(What is being asked) Rewrite all of the data below, swapping each "Tag" for "Mark" and leaving everything else unchanged.

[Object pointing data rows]
================================
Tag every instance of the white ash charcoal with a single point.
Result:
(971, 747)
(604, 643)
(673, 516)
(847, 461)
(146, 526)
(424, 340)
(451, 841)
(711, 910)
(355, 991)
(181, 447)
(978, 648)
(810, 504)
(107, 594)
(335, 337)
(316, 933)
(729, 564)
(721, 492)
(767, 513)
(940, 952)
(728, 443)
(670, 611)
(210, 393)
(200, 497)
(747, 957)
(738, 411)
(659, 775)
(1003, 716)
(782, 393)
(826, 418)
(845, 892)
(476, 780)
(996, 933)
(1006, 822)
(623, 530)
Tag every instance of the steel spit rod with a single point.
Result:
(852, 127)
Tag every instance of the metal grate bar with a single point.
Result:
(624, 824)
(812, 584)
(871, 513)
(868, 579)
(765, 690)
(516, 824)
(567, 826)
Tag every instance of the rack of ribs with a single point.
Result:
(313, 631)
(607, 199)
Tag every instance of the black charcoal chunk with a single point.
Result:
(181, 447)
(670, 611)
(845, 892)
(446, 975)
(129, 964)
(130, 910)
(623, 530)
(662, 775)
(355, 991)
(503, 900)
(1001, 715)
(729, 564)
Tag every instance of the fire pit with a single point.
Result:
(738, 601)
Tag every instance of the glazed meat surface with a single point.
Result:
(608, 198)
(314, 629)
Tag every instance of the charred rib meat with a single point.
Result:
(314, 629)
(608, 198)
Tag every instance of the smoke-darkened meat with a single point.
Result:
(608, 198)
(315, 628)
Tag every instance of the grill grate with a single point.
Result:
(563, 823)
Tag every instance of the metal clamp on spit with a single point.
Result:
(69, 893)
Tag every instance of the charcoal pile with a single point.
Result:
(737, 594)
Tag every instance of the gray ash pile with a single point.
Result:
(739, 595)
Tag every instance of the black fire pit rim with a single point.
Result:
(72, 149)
================================
(Written response)
Mark every instance of the white ash charcoal with a single point.
Result:
(971, 747)
(604, 643)
(673, 516)
(847, 461)
(146, 526)
(424, 340)
(451, 841)
(711, 910)
(355, 991)
(181, 447)
(978, 648)
(810, 504)
(107, 594)
(335, 337)
(316, 933)
(729, 564)
(721, 492)
(767, 513)
(940, 952)
(728, 443)
(670, 611)
(210, 393)
(200, 497)
(747, 957)
(738, 411)
(659, 775)
(1003, 716)
(782, 393)
(826, 418)
(845, 892)
(476, 780)
(996, 933)
(1006, 822)
(623, 530)
Mark every instance of the steel spit rod with a single point.
Result:
(852, 127)
Mark every instance of the metal grate bar with a single point.
Result:
(624, 824)
(812, 584)
(871, 513)
(868, 579)
(765, 690)
(516, 824)
(567, 826)
Mark every instance of the rack of ribs with a single point.
Result:
(313, 631)
(607, 199)
Mark every instance of the black charcoal chunk with a single point.
Result:
(181, 447)
(670, 611)
(845, 892)
(446, 975)
(129, 964)
(130, 910)
(623, 530)
(662, 775)
(355, 991)
(503, 900)
(1001, 715)
(729, 564)
Mark every instance of the fire pit with a single point.
Result:
(738, 601)
Mark every instance of the glazed meat surface with a single point.
Result:
(608, 198)
(314, 629)
Mark every instance of the charred rib meat with a single point.
Result:
(314, 629)
(608, 198)
Mark every instance of the smoke-darkened meat with a single point.
Result:
(608, 198)
(315, 628)
Mark every instance of the grill grate with a single point.
Result:
(563, 823)
Mark every instance of the metal clamp on spit with a single point.
Result:
(69, 893)
Mark every instance of the charcoal pile with a single point.
Result:
(737, 594)
Mark every instance of the gray ash pile with a single point.
Result:
(739, 595)
Mark every instance of the black fire pit rim with a single point.
Result:
(72, 149)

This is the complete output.